### PASSAGE FOR REVIEW
Sports are very beneficial for our children

September 02 [Fri], 2011, 17:42
I love how much sports and physical hobbies can do for a growing person still in their youth. Not only does the regular activity do wonders for creating physical health in a child, but it also helps to build a myriad of life skills they can carry on into life. For one, the habit of health often carries on into life, but they also learn how to set goals, work with peers, and face opposition. The benefits go on, but there are also risks. In any intense physical activity, there are always injuries involved.

There are two types of injuries that you often in see when children are playing sports, and they are acute injuries and injuries from overuse.

It's important when acute injuries happen to address them immediately―this is why properly-prepared teams have medical staff at the scene to respond immediately. Refusing to acknowledge an injury that seems minor often leads to it becoming a serious problem later. An acute injury is sudden and typically unexpected. This includes a sprain, a strain, a broken bone, a skinned knee, a cut, or even a bruise. There are plenty of causes for this kind of injury. An athlete may run into another play on the field. They may twist their ankle while stumbling forward to retrieve a basketball. They may simply slip and fall down.

Overuse injuries, as the name implies, occur when a specific body part or muscle is overused and over trained. The impact of a repetitive unnatural motion over time adds up, and the end result is an injury that can often be long-lasting―perhaps for the rest of their lives. One common cause of this these days is that an increasing number of children are playing one sport all year instead of varying up their play between different activities as the seasons pass. Overuse injuries are also likely to occur when a child is not in good physical shape to begin with and suddenly starts hard core training with repetitive motions.

### ACTIVITY 1
Can you condense the paragraph beginning "Overuse injuries, as the name implies" from the post on children's sports into a short bulleted list that keeps its main facts?
### ACTIVITY 2
Could you carry on the post on children's sports, picking up after its final sentence?

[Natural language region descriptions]
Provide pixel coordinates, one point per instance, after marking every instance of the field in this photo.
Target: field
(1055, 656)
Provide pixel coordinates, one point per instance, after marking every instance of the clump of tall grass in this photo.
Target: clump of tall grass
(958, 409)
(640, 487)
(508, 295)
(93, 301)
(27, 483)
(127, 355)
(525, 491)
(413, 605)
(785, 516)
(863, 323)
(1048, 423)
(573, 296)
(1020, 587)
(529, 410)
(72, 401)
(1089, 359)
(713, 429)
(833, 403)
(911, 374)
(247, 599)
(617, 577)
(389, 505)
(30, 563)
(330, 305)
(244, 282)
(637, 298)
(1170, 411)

### RESPONSE 1
- Overuse injuries happen when a specific body part or muscle is overused and overtrained.
- Repeated unnatural motion adds up over time and can cause a long-lasting injury, possibly lifelong.
- A common cause today is that more children play one sport all year instead of varying activities with the seasons.
- They are also likely when a child who is not in good shape suddenly starts hard-core training with repetitive motions.

### RESPONSE 2
If your child starts experiencing a slight pain in a certain part of their body that never leaves or keeps reappearing, this may be a sign they are developing an overuse injury―and even more telling is when the body part specifically relates to the sport they've been training in (such as a baseball pitcher constantly complaining of a sore elbow). In most cases, the pain will continue to increase as time goes by, and if they take time to let it heal, they may find it flares up again when they return to activity.

If any of this sounds familiar to you, it's crucial to get your child looked at by a doctor immediately. Keep in mind that even if an injury starts out as an acute injury, it can become a long-term injury which does not go away. Any time they have physical symptoms, severe pain, immobility, or even inhibited ability, it may be time to speak with an expert. Sports are very beneficial for our children, but as always, safety is beneficial and important as well. Focus on achieving both.